** DIRECTIONS **
a: In the distribution code extract, what value is assigned to OFC?
b: Transcribe the distribution code extract starting at "Ex1 : Page 103¶" and ending at "Cost per unit.".
c: Based on the distribution code extract, decide whether each statement holds, answering yes or no and quoting the decisive words: (i) The code imports sqrt from numpy. (ii) The resistance value R is stated for a 1 m length and 1 sq. mm. (iii) The annual copper loss calculation multiplies by a factor of 0.25.
++++ PAGE EXTRACT
Chapter3, Distribution¶

Ex1 : Page 103¶

In :
from __future__ import division
from numpy import sqrt
#To Determine the most economical current density

OFC=15  #Cost of single phase overhead feeder per km per unit area
AIDC= 10*OFC/100  #Annual Interest and depriciation charges
R=1/58  #Resistance of 1m length and 1 sq.mm
CLPUL= 2*R*1000  # Copper Loss per unit length per unit area per unit square current
ACL= CLPUL*365*24*0.5  # Annual Copper Loss
GC= 5/100  # Genereating Cost per unit.
++++++++
++++ DATA SECTION
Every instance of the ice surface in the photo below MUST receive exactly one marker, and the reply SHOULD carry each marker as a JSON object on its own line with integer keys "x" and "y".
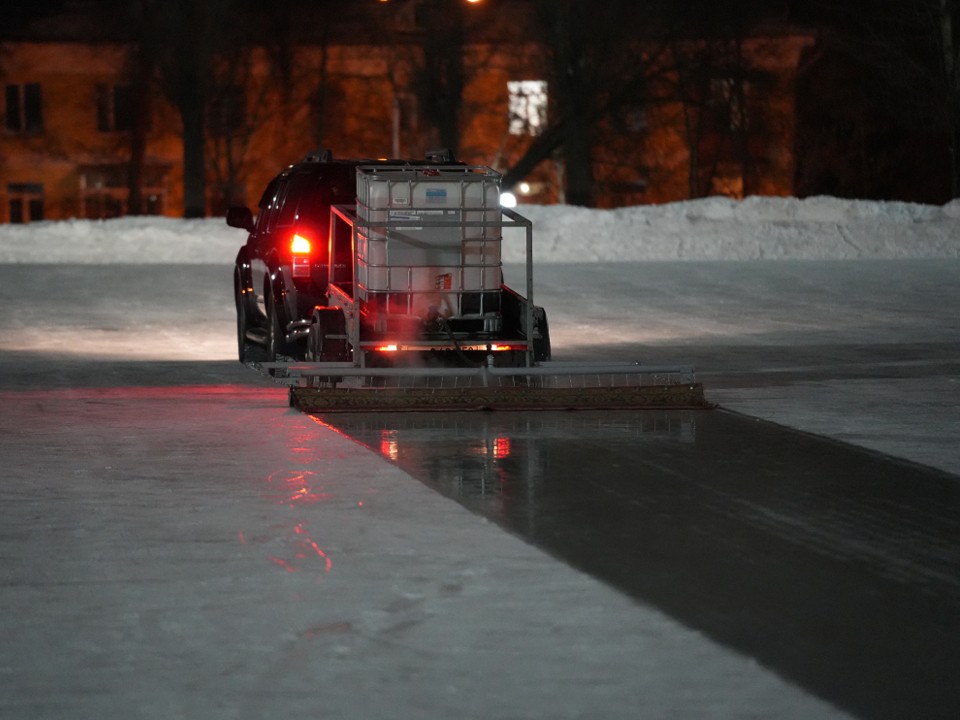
++++++++
** SOLUTION SET **
a: 15

b:
Ex1 : Page 103¶

In :
from __future__ import division
from numpy import sqrt
#To Determine the most economical current density

OFC=15  #Cost of single phase overhead feeder per km per unit area
AIDC= 10*OFC/100  #Annual Interest and depriciation charges
R=1/58  #Resistance of 1m length and 1 sq.mm
CLPUL= 2*R*1000  # Copper Loss per unit length per unit area per unit square current
ACL= CLPUL*365*24*0.5  # Annual Copper Loss
GC= 5/100  # Genereating Cost per unit.

c:
(i) Yes: "from numpy import sqrt"
(ii) Yes: "Resistance of 1m length and 1 sq.mm"
(iii) No: "CLPUL*365*24*0.5"